> _Direction_
Exactly the lines from the one containing "Thank you for this photo. Would you kindly tag the dry" through the end of the data below are to be reproduced, and nothing besides them.

>> Begin Records supplied

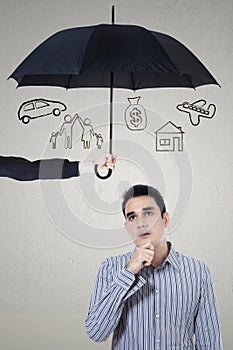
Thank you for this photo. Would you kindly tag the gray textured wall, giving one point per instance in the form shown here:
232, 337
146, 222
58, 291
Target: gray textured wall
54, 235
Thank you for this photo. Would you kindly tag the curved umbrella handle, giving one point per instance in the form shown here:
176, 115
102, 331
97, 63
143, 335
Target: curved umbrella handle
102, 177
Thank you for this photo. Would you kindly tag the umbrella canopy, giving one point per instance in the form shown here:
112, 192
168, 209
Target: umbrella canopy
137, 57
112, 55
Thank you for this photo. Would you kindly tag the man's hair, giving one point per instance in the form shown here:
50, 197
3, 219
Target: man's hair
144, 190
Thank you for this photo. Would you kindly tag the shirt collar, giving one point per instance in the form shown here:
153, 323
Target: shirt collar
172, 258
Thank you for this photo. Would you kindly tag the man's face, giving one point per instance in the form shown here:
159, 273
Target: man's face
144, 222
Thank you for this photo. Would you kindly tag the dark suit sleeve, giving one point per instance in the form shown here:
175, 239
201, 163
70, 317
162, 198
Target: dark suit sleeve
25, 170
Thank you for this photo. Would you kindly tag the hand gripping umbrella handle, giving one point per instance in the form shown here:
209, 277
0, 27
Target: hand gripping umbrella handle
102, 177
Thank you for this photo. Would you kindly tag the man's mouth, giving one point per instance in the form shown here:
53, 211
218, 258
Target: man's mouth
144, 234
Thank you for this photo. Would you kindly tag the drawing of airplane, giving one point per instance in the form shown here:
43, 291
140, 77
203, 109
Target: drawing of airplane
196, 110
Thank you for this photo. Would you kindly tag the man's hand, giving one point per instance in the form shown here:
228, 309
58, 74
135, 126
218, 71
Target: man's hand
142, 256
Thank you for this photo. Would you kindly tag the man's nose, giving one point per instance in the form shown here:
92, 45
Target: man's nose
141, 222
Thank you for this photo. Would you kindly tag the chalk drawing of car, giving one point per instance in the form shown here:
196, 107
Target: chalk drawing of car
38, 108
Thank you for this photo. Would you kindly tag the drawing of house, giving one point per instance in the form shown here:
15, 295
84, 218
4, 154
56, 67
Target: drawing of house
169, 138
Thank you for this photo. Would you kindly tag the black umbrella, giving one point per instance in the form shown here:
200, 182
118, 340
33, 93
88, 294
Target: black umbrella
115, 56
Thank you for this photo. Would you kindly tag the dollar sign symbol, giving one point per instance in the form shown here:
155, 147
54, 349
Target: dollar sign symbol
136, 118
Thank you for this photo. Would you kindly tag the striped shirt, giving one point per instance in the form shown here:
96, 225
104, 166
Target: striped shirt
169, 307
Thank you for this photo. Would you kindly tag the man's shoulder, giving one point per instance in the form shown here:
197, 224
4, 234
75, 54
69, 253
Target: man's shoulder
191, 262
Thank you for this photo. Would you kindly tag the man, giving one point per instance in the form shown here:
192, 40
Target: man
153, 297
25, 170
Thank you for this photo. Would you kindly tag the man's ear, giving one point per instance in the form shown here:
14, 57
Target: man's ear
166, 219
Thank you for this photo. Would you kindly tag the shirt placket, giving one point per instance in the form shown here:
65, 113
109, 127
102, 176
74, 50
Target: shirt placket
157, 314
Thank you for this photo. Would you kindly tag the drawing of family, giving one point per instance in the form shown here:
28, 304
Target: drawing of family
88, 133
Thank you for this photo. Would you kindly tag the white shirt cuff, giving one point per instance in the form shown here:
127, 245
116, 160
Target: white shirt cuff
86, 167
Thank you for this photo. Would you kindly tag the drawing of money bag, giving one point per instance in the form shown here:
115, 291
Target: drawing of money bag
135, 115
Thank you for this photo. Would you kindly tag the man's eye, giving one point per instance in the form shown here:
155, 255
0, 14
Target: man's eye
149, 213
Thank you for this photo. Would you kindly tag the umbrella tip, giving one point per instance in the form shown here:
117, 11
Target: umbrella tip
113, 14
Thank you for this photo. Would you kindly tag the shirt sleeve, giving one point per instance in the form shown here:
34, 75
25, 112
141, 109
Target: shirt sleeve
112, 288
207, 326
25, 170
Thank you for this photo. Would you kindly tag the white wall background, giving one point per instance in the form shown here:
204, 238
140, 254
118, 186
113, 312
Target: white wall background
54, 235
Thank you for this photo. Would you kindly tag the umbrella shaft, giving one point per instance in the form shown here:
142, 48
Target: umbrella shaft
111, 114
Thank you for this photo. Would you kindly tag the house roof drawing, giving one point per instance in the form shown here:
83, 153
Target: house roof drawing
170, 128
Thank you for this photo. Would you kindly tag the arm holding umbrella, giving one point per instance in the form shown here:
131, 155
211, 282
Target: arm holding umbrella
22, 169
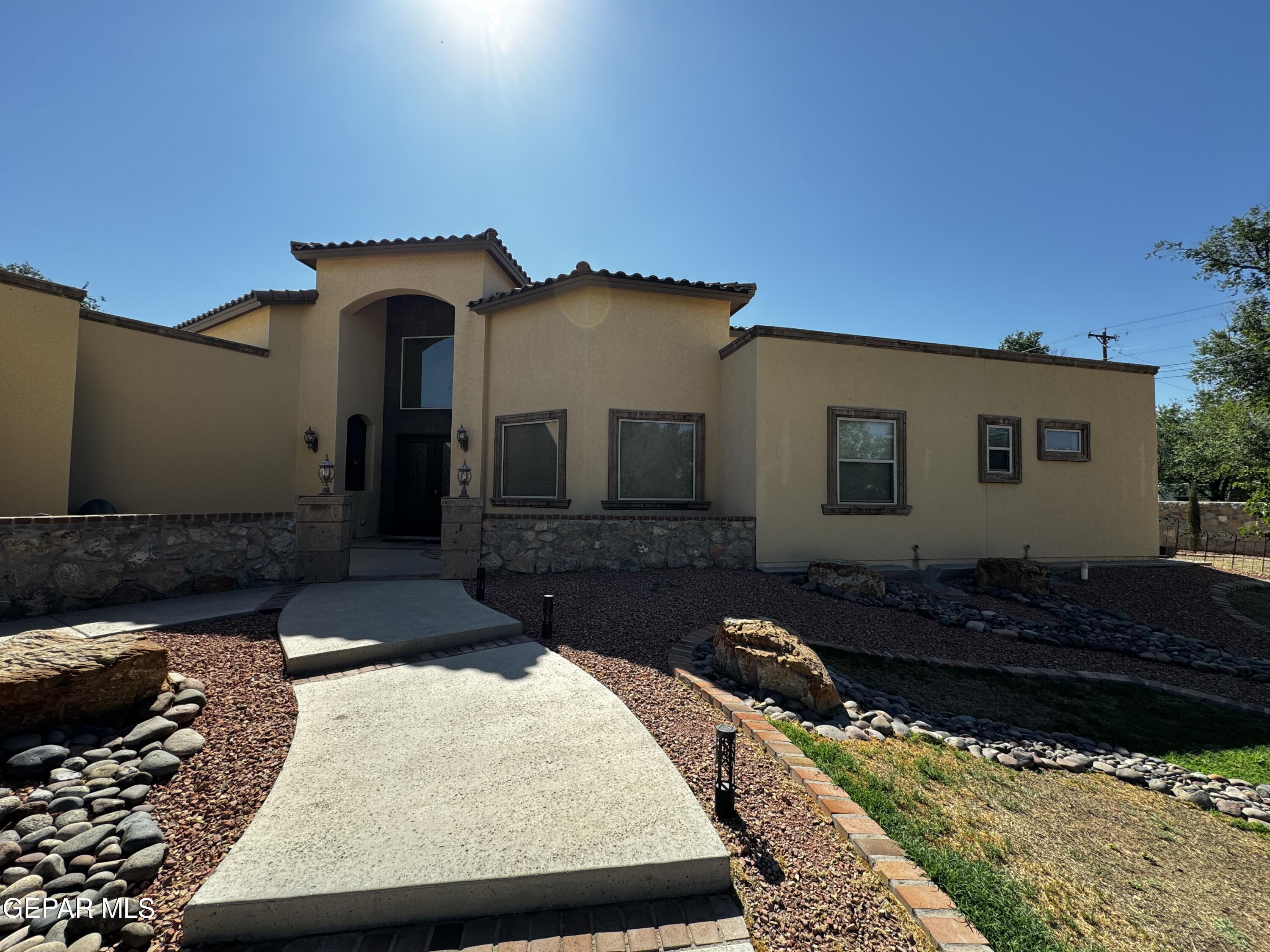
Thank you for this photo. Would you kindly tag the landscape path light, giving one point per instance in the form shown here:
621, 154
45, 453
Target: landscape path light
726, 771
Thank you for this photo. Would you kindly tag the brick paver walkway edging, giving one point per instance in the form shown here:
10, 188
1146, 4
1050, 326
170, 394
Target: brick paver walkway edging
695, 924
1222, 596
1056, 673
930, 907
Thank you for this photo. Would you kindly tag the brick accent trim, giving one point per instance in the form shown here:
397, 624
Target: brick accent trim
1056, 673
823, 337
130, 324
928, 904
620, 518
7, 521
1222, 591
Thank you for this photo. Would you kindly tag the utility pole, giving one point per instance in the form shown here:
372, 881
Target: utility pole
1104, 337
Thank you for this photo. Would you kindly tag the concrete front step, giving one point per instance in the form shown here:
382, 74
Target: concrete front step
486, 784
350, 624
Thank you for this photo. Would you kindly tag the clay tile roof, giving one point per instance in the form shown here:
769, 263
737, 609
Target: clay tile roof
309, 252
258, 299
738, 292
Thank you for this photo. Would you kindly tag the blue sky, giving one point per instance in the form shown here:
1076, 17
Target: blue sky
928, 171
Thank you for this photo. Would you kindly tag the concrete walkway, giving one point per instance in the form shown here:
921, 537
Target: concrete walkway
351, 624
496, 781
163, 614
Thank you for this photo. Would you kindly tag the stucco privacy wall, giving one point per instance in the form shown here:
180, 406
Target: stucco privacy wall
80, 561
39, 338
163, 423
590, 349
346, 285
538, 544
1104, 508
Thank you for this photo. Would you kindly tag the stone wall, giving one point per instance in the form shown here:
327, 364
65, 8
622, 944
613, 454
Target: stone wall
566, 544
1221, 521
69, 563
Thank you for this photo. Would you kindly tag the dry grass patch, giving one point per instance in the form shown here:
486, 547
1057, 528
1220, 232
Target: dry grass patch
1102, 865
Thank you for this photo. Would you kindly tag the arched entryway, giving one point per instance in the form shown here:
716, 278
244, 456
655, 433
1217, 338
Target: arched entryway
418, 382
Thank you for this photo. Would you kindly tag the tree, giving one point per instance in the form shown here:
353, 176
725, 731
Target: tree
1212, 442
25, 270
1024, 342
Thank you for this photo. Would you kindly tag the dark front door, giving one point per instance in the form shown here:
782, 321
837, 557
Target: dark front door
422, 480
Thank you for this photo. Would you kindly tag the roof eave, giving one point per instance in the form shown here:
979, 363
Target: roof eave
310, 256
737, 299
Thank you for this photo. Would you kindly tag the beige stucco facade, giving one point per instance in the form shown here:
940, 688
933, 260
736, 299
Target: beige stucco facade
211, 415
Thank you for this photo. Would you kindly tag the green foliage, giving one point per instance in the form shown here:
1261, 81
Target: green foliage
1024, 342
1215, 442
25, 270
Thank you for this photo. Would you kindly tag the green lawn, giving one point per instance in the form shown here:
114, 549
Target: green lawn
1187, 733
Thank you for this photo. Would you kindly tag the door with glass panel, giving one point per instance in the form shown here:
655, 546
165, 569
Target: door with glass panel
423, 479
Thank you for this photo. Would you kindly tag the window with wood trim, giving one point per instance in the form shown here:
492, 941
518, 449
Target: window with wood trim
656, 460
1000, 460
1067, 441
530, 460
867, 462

>> End Records supplied

> _Complete output_
Thank you for this photo. Would you kindly tag the dry grass patch, giving one point per instance in the form shown here:
486, 547
1057, 528
1220, 232
Target: dry grass patch
1102, 865
Thank you for this photo. Would you kindly tag the arched entryway, giving one point per instance in the form shown here:
716, 278
244, 456
655, 433
1217, 338
Target: arched entryway
418, 382
Thank you for this photo. Would you kindly tag the tree, giving one point per instance in the form shown here:
353, 176
725, 731
Target: tree
1212, 442
25, 270
1024, 342
Thank you for this photo. Would you kindly tag the dark front door, giving one point per instance in the form shown here:
782, 321
837, 557
Target: dark front door
422, 480
Thank you for this photo. Would you kindly tag the roof eave, giving one point per instance in the form shown here:
979, 363
Target: roof eave
310, 256
737, 299
Thank you for this photo. Would you kindly tag the beige stucco facade, giving one point per instance in the form shown here:
940, 688
933, 260
736, 299
Target: beige stucco facade
211, 415
Thank you for this photo. Would you kindly tag the green foliage, giving one point per instance in the form shown here:
1261, 81
Target: green foliage
1024, 342
1215, 442
25, 270
Thank you for this photo. Would you kindly tag the green lawn, giving one point per instance in the form shown here:
114, 549
Target: green lawn
1187, 733
Thank you for this photo. Would you kindly tag the door with glass panel, giving one point per instance in the form shown here:
655, 546
165, 569
Target: door with glass panel
423, 479
Thank you for this photo. Would you kindly tag the window with wood trim, giving one point per instance in the form shown here:
492, 941
518, 449
Target: window with wood trim
656, 460
1000, 460
1067, 441
530, 460
867, 462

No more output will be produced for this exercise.